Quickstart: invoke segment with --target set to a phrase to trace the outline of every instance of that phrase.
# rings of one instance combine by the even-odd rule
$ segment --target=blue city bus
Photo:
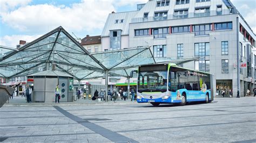
[[[209,73],[173,63],[141,66],[137,72],[138,103],[185,105],[188,102],[213,101],[212,78]]]

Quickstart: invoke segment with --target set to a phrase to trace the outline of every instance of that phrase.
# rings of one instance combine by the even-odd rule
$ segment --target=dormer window
[[[149,13],[144,13],[144,15],[143,15],[143,18],[147,18],[148,16]]]
[[[197,3],[200,3],[200,2],[210,2],[211,0],[197,0],[196,2]]]
[[[196,8],[194,11],[195,17],[210,16],[210,8]]]
[[[157,2],[157,7],[169,6],[170,0],[161,0]]]
[[[174,18],[184,18],[188,16],[188,10],[174,10]]]
[[[176,5],[190,3],[190,0],[176,0]]]
[[[155,12],[154,16],[154,20],[163,20],[167,19],[167,11]]]
[[[220,15],[222,14],[222,6],[217,5],[217,9],[216,10],[217,15]]]

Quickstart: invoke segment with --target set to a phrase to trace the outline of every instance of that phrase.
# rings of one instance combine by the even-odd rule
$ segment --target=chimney
[[[26,44],[26,41],[19,40],[19,45],[25,45]]]

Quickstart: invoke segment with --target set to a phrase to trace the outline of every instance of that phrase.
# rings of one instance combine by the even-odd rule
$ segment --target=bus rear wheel
[[[180,106],[184,106],[187,103],[187,100],[186,99],[186,95],[184,93],[182,94],[181,95],[181,102],[179,104]]]
[[[151,103],[151,104],[152,104],[154,106],[157,106],[160,104],[159,103],[151,102],[150,103]]]

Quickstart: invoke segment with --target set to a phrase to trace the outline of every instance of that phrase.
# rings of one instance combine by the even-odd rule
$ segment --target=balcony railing
[[[169,15],[166,17],[148,17],[147,18],[139,17],[133,18],[132,19],[132,23],[143,23],[148,22],[160,21],[165,20],[177,19],[187,18],[200,17],[207,17],[213,16],[226,15],[231,14],[229,10],[223,10],[221,11],[210,11],[210,12],[205,13],[188,13],[187,15]]]

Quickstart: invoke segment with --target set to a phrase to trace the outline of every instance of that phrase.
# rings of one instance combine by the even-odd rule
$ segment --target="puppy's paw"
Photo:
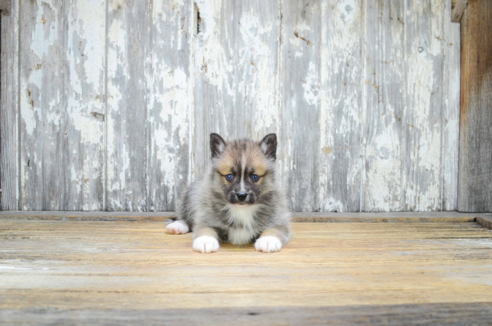
[[[182,221],[175,221],[166,226],[166,231],[173,234],[184,234],[190,231],[190,228],[186,222]]]
[[[219,242],[213,237],[202,236],[193,240],[193,250],[202,254],[216,252],[219,250]]]
[[[280,251],[282,242],[277,237],[267,236],[259,238],[255,243],[255,248],[257,251],[264,253],[275,253]]]

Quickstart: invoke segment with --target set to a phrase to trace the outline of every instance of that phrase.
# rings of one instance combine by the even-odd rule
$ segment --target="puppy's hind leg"
[[[172,234],[184,234],[190,232],[190,228],[184,220],[176,220],[166,226],[166,231]]]

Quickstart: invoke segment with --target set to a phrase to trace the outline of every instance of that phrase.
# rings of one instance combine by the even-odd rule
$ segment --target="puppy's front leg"
[[[262,232],[255,243],[257,251],[274,253],[280,251],[282,246],[289,240],[289,228],[280,226],[267,229]]]
[[[211,228],[197,226],[193,237],[193,247],[195,251],[209,254],[219,250],[218,236]]]

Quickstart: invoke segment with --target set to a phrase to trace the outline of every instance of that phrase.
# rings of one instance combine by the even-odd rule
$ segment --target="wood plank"
[[[484,228],[492,230],[492,214],[477,216],[476,223]]]
[[[361,190],[361,209],[364,211],[402,210],[405,201],[404,5],[399,0],[365,4]]]
[[[444,21],[449,1],[406,2],[407,85],[405,116],[404,210],[442,207],[443,111],[445,44]],[[400,120],[399,120],[400,121]],[[455,154],[456,153],[454,153]],[[454,175],[452,176],[454,177]]]
[[[194,177],[210,161],[210,133],[278,133],[279,1],[196,1]]]
[[[0,219],[87,221],[165,222],[174,212],[0,211]],[[293,222],[470,223],[479,217],[492,218],[492,213],[456,211],[398,212],[294,212]]]
[[[104,4],[23,2],[20,11],[20,208],[101,209]]]
[[[455,210],[458,207],[458,171],[459,155],[460,53],[460,26],[446,19],[451,8],[449,2],[444,2],[443,84],[444,105],[441,119],[442,151],[442,206],[443,210]]]
[[[1,20],[0,209],[19,209],[19,0]]]
[[[319,210],[321,13],[317,2],[283,0],[281,180],[294,211]],[[324,198],[323,198],[324,199]]]
[[[317,209],[360,210],[363,2],[321,4]]]
[[[268,318],[283,308],[477,321],[490,311],[492,235],[476,224],[298,223],[293,230],[277,254],[226,244],[203,255],[192,251],[190,235],[165,234],[160,222],[0,219],[0,320],[92,315],[123,322],[144,314],[161,320],[157,311],[169,309]]]
[[[468,4],[468,0],[451,0],[451,21],[460,23]]]
[[[445,323],[461,326],[486,324],[492,319],[492,303],[426,303],[328,307],[247,307],[165,309],[138,310],[131,308],[85,310],[48,309],[4,309],[0,320],[39,325],[70,324],[134,325],[149,323],[166,325],[337,324],[422,325]]]
[[[151,13],[145,1],[107,6],[105,209],[145,210]]]
[[[174,210],[179,194],[191,180],[194,8],[191,0],[161,0],[149,4],[147,60],[150,63],[146,80],[148,172],[145,183],[147,207],[144,210]],[[137,43],[135,46],[140,46]]]
[[[461,49],[458,210],[492,211],[492,2],[469,2]]]

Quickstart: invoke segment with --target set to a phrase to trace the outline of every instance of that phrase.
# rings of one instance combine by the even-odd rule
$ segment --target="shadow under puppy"
[[[258,251],[280,251],[290,238],[290,212],[277,175],[277,136],[226,142],[211,134],[210,150],[211,165],[188,187],[166,230],[192,231],[193,250],[201,253],[255,240]]]

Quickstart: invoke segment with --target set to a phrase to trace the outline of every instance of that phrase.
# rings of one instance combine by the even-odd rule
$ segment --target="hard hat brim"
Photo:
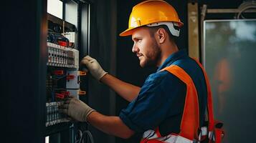
[[[138,28],[138,27],[136,27]],[[120,36],[127,36],[132,35],[133,33],[133,31],[136,28],[131,28],[131,29],[127,29],[125,31],[123,31],[119,34]]]
[[[179,28],[182,27],[183,25],[184,25],[184,24],[183,24],[182,22],[181,22],[181,21],[179,21],[179,22],[177,22],[177,23],[178,23],[178,24],[179,24],[178,26],[179,26]],[[119,34],[119,36],[127,36],[132,35],[133,33],[133,31],[134,31],[134,30],[135,30],[136,29],[139,28],[139,27],[141,27],[141,26],[144,26],[144,25],[141,25],[141,26],[138,26],[138,27],[133,27],[133,28],[127,29],[125,31],[123,31],[122,33],[120,33],[120,34]]]

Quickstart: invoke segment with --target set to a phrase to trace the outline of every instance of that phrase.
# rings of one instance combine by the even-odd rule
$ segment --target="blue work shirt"
[[[202,125],[207,98],[204,73],[185,51],[179,51],[171,54],[156,73],[148,77],[138,97],[121,110],[120,118],[134,132],[154,130],[157,127],[162,136],[180,132],[186,87],[174,74],[161,71],[171,64],[179,66],[191,77],[198,94]]]

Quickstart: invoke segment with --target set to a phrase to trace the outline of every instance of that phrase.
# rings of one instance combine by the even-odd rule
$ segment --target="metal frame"
[[[248,8],[248,9],[247,9]],[[249,9],[250,8],[250,9]],[[201,11],[201,57],[202,62],[204,63],[204,19],[207,14],[238,14],[237,19],[240,18],[240,14],[242,12],[244,13],[256,13],[256,3],[254,1],[245,1],[240,4],[240,6],[237,9],[207,9],[207,6],[204,4],[202,11]]]
[[[223,21],[256,21],[256,19],[220,19],[220,20],[217,20],[217,19],[214,19],[214,20],[205,20],[204,21],[204,26],[205,25],[206,22],[211,22],[211,21],[217,21],[217,22],[223,22]],[[204,41],[205,40],[205,29],[204,29],[204,36],[203,36],[203,41]],[[204,43],[204,46],[203,46],[203,51],[204,51],[204,56],[203,56],[203,66],[204,67],[204,69],[206,69],[206,65],[205,65],[205,43]]]

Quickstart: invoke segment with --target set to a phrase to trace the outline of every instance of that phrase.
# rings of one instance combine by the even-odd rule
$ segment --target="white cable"
[[[256,1],[247,1],[243,2],[239,7],[238,9],[240,10],[237,16],[237,19],[240,19],[240,15],[242,16],[242,13],[247,9],[256,9]],[[245,19],[242,16],[243,19]]]
[[[82,134],[82,137],[79,141],[79,143],[82,143],[82,141],[83,140],[83,138],[84,138],[84,136],[85,134],[87,134],[88,137],[89,137],[89,139],[90,139],[90,141],[91,143],[94,143],[94,140],[93,140],[93,135],[92,134],[89,132],[89,131],[84,131]]]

**INSTRUCTION:** Copy out every line above that contains the word "blue".

**THE RESPONSE:**
$ segment --target=blue city bus
$ segment --target="blue work shirt"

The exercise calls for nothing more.